Sentenza 05 dicembre 2001, n.3793

Nell’ipotesi di nascita per fecondazione naturale, la paternità viene
attribuita come conseguenza giuridica del concepimento; risulta
pertanto decisivo esclusivamente l’elemento biologico, senza che
nessuna rilevanza possa essere attribuita alla non volontà del
presunto padre. Una diversa interpretazione si porrebbe, infatti, in
contrasto con l’art. 30 della Costituzione, il quale risulta fondato
sul principio della responsabilità, che necessariamente accompagna
ogni comportamento potenzialmente procreativo. Inoltre, in relazione
all’art. 269 c.c., che attribuisce la paternità naturale in base al
mero dato biologico, senza alcun riguardo alla volontà contraria alla
procreazione del presunto padre, è manifestamente infondata la
questione di legittimità costituzionale, sollevata in riferimento
all’art. 3 Cost., in ragione della disparità di trattamento che ne
risulterebbe in danno dell’uomo rispetto alla donna (alla quale la
legge 22 maggio 1978 n. 194 attribuisce la responsabilità esclusiva
di interrompere la gravidanza ove ne ricorrano le condizioni
giustificative). Ciò in quanto le situazioni poste a confronto non
sono comparabili: l’interesse della donna alla interruzione della
gravidanza non può infatti essere assimilato all’interesse di chi,
rispetto alla avvenuta nascita del figlio fuori del matrimonio,
pretenda di sottrarsi, negando la propria volontà diretta alla
procreazione, alla responsabilità di genitore, in contrasto con la
tutela che la Costituzione, all’art. 30, riconosce alla filiazione
naturale.

* Informazioni
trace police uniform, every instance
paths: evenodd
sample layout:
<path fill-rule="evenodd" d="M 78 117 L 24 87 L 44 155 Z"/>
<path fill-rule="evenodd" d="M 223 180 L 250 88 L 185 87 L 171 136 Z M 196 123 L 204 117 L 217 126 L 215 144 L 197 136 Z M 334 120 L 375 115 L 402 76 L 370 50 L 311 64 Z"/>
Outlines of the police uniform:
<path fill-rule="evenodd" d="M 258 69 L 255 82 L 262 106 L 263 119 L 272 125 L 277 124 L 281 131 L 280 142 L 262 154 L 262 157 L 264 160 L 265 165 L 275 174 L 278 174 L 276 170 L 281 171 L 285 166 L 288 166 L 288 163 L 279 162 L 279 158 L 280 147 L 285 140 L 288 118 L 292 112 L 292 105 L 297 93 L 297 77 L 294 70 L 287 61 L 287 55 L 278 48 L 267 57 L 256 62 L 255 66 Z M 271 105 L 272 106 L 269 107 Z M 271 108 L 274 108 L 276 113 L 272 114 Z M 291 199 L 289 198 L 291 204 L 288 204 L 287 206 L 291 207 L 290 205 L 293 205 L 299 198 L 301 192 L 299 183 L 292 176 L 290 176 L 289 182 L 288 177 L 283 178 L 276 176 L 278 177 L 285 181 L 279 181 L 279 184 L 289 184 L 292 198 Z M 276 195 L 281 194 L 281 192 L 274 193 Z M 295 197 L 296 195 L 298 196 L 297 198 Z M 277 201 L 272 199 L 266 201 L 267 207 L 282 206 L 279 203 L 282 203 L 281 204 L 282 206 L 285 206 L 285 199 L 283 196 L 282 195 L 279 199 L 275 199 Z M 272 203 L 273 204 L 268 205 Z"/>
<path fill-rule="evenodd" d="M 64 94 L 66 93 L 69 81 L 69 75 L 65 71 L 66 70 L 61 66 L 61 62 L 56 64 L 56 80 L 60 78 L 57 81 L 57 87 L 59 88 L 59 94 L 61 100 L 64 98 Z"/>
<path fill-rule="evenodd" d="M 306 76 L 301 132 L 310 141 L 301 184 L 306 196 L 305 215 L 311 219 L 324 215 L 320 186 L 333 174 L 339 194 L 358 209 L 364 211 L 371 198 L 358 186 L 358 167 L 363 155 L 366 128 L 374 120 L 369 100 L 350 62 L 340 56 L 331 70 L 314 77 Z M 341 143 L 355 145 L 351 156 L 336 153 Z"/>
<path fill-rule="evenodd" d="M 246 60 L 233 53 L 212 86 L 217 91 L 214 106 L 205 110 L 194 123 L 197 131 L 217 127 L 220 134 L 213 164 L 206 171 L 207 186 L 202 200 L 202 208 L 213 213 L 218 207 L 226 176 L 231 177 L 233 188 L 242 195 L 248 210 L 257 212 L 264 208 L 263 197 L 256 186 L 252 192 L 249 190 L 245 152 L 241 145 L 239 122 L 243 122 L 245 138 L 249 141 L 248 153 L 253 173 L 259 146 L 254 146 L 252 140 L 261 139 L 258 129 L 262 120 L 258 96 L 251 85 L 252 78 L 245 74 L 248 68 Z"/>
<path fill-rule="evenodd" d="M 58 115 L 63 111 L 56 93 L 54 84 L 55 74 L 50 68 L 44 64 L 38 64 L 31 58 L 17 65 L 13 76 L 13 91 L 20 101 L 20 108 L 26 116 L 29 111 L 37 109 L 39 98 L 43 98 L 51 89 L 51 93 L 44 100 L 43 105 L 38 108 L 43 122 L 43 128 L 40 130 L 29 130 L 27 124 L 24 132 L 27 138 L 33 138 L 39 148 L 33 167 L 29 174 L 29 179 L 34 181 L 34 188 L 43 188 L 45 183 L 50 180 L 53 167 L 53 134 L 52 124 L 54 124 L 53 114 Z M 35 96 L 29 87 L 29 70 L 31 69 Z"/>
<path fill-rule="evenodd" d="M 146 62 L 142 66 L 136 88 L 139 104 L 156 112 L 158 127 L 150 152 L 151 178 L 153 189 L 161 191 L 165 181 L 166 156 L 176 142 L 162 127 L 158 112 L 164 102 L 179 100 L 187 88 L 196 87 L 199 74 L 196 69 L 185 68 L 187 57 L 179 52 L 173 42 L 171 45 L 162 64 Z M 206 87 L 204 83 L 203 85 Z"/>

* Elenco dei compiti
A - Per ciascuna affermazione indica se concorda con la sentenza, rispondendo sì o no e citando alla lettera le parole della sentenza che lo stabiliscono.
(i) Nella nascita per fecondazione naturale, la paternità dipende anche dalla volontà del presunto padre.
(ii) L'art. 30 della Costituzione si fonda sul principio della responsabilità.
(iii) La questione di legittimità costituzionale sollevata in riferimento all'art. 3 Cost. viene ritenuta fondata.
B - Secondo la sentenza, quale legge attribuisce alla donna la responsabilità esclusiva di interrompere la gravidanza? Rispondi con una frase, per favore.

* Risposte degli esercizi
A -
(i) No: "senza che nessuna rilevanza possa essere attribuita alla non volontà del presunto padre".
(ii) Sì: "il quale risulta fondato sul principio della responsabilità".
(iii) No: "è manifestamente infondata la questione di legittimità costituzionale".

B - La legge 22 maggio 1978 n. 194.